* [Aim of the exercise]: A faithful, complete copy of the entries below is required, with images removed.

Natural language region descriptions
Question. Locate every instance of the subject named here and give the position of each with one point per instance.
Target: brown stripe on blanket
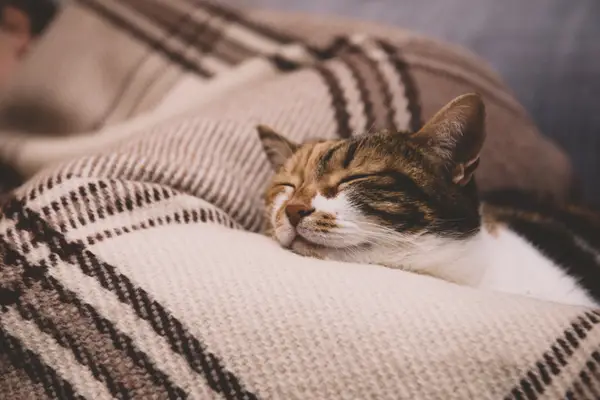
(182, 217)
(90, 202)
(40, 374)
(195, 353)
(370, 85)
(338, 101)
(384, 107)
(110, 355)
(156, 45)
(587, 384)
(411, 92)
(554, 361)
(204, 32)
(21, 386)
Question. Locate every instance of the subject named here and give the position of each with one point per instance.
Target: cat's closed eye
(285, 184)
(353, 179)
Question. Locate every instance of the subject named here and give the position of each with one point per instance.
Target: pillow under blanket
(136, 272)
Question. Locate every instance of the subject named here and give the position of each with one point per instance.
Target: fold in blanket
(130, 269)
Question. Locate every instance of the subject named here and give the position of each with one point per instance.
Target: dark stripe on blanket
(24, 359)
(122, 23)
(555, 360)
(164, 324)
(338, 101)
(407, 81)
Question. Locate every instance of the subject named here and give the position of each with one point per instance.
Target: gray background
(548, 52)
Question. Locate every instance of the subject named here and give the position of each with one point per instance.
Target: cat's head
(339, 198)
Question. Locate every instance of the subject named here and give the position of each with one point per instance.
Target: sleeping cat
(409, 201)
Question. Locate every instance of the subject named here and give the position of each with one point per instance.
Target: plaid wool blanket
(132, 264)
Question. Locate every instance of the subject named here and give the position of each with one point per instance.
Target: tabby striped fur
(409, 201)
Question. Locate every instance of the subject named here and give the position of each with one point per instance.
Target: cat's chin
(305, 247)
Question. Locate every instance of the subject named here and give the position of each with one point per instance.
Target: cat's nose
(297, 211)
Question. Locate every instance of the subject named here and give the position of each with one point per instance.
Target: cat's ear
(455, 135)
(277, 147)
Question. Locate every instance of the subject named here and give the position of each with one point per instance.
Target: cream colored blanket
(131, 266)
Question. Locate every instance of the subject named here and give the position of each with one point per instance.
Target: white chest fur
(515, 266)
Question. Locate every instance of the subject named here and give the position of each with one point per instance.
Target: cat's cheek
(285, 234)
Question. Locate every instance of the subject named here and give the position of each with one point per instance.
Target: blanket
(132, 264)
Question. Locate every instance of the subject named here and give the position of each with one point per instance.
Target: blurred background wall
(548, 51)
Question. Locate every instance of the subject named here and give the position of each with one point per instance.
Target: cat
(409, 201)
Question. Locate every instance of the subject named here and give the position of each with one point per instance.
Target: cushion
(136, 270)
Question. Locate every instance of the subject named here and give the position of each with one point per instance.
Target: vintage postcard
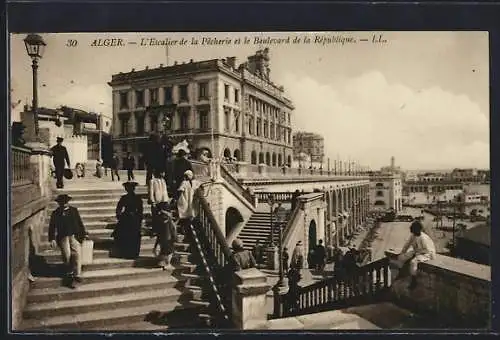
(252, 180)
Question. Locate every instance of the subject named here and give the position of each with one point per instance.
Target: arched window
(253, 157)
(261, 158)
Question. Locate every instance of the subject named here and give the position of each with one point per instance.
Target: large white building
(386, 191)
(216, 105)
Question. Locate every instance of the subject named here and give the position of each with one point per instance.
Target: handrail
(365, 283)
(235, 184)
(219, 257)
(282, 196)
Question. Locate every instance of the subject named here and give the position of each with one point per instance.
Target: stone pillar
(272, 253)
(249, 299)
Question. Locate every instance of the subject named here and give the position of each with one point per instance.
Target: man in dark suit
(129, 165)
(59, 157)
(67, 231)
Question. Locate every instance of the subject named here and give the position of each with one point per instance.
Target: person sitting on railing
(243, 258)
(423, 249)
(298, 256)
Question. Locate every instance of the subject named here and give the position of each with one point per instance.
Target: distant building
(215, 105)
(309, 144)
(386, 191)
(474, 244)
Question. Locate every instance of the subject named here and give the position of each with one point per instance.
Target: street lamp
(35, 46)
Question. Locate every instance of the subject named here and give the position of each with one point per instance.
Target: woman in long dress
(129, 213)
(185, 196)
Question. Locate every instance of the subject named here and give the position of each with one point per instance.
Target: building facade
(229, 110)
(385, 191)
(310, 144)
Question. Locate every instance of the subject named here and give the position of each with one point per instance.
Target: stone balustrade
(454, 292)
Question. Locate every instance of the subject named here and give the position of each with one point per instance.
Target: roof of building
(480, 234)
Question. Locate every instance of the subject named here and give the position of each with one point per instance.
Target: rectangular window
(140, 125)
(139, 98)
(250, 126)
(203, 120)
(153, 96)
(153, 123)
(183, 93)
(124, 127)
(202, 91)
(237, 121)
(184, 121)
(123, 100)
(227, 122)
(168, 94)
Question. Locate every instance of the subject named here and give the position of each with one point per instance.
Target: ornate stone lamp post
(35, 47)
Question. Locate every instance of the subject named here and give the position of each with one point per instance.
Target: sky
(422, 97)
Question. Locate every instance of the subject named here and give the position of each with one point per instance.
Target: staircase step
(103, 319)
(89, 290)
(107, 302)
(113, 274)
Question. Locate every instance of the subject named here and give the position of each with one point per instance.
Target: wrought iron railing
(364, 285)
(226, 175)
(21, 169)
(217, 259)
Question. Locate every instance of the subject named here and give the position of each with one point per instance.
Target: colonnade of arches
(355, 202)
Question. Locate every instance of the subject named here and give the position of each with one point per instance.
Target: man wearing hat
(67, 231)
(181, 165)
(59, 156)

* [Response for this exercise]:
Question. Locate every instance of the subject named here and give the position of each with one point per instance.
Target: brown stripe on blanket
(182, 217)
(90, 202)
(40, 374)
(195, 353)
(370, 85)
(338, 101)
(384, 107)
(110, 355)
(156, 45)
(587, 384)
(411, 92)
(554, 361)
(204, 32)
(21, 386)
Question. Locate every instance of the subject named here and give the position of each with one point per instance.
Target: cat's closed eye
(285, 184)
(353, 179)
Question. Locate every instance of the subject named here and give the position of each with one point per instance.
Target: pillow under blanket
(136, 272)
Question. Locate every instance of the subject named here and give the position of each with one point per instance.
Target: fold in blanket
(130, 269)
Question. Locate every instance of the subject named here and give the position of each with one point per instance.
Target: dark stripe on blanket
(24, 359)
(122, 23)
(555, 360)
(164, 324)
(338, 101)
(407, 81)
Question. Locate every instance of the subject named here and give the position of each with one point per instance.
Target: gray background
(548, 52)
Question. Locate every instance of the subject named here and give the position of each with one point per instance.
Target: cat's head
(339, 198)
Question. Locate every instance of the subject named here and give the position of each with one point per instance.
Target: sleeping cat
(409, 201)
Question. Locate every instance of the subject named here and give the position of each with one point per instance.
Target: plaid wool blanket
(132, 264)
Question. Locate every instance of the subject named here and give the position of each with one point per instance.
Target: tabby striped fur
(409, 201)
Question. Locate every instance of the subject named here and give the position of each with one point per instance.
Target: cat's chin
(305, 247)
Question. Locate every instance of the subject named here and give the position of each with one point per instance.
Target: cat's nose
(297, 211)
Question. Locate every instance of the subject named here and give the position of each with one point per instance.
Target: cat's ear
(455, 135)
(277, 147)
Question. Locate every instance of the subject named here and give the position of each with one point per instance.
Target: cream colored blanket
(131, 266)
Question. Locate every instance of the subject named here and give the position of each with one point per instance.
Target: white chest fur
(515, 266)
Question. Locate every instance of the subject named here and give the position of each with one point per instance.
Target: cat's cheek
(285, 234)
Question. Locate every instance of the subject named here and give the position of each with one point per instance.
Target: blanket
(132, 264)
Question. Locate every instance of the subject named here and give the position of each with one point per instance.
Target: blurred background wall
(548, 51)
Question. Locate every instance of the subject named here and give the position of each with one point per instance.
Target: cat
(409, 201)
Question. Locate every instance of the subject named here and give the position of each with one point per instance.
Target: cushion
(136, 270)
Question. Locate every instance of the subject named here and give the position of each with one point per instance.
Target: vintage postcard
(252, 180)
Question. Locate every instance of the subject named here and give the position of each with one point per instance.
Target: arched window
(253, 157)
(261, 158)
Question. Locate every instance of the subject named here and give the position of each with one point per instance.
Target: large white building
(386, 191)
(216, 105)
Question. Locate every instance of the subject named here and give the position of each with one point per instance.
Target: handrail
(365, 283)
(235, 184)
(219, 257)
(282, 196)
Question. Locate every instance of the subject named here and give the position of each with one point per instance.
Target: stone pillar
(272, 253)
(249, 299)
Question. Locate every instance of the subject named here and give the position of each with one point per instance.
Target: man in dark suit
(129, 165)
(59, 157)
(67, 231)
Question. Locate every instance of the subject named here and give the position of each with one point per instance.
Target: person sitting on railing
(243, 258)
(423, 249)
(298, 256)
Question. Locate every instance of the subject named here and give the position of each with one point per instance.
Target: distant building
(215, 105)
(309, 144)
(386, 191)
(474, 244)
Question. Locate every instance of the subject named here and give the position of each with one point per instance.
Target: street lamp
(35, 46)
Question. Locate every instance of the subject named here and give the position of each with one point per instance.
Target: woman in long dress
(129, 213)
(185, 196)
Question. Locate every instance of the subject named here and give the position of each with one point per instance.
Target: building facade
(229, 110)
(385, 191)
(310, 144)
Question. Locate every instance of the subject named here and give the position of each with one point per instance.
Target: stone balustrade
(454, 292)
Question. Locate every instance of the subject named here and give the position of each with one point per instance.
Target: roof of building
(480, 234)
Question. Locate every instance of the subject named here and give the position of each with one point per instance.
Target: rectangular window
(140, 125)
(139, 98)
(250, 126)
(203, 120)
(153, 96)
(153, 123)
(183, 93)
(124, 127)
(202, 91)
(237, 121)
(184, 121)
(123, 100)
(227, 122)
(168, 94)
Question. Locate every instance of the subject named here and give the position of each with one point per instance.
Target: ornate stone lamp post
(35, 47)
Question. Locate every instance of the subject named here and give the position of each with one point per instance.
Target: sky
(422, 97)
Question. Locate every instance of the subject named here and give the position of each with one point per instance.
Target: staircase step
(103, 319)
(89, 290)
(107, 302)
(113, 274)
Question. Locate every instance of the subject named here and give the position of each with one point per instance.
Target: wrought iron railing
(364, 285)
(226, 175)
(21, 169)
(217, 259)
Question. Locate every instance of the subject named here and give the position of each with one point per instance.
Target: colonnade of arches
(355, 202)
Question. Locate every instance of the subject named here and give the position of each with one point per instance.
Target: man wearing hat
(67, 231)
(181, 165)
(59, 156)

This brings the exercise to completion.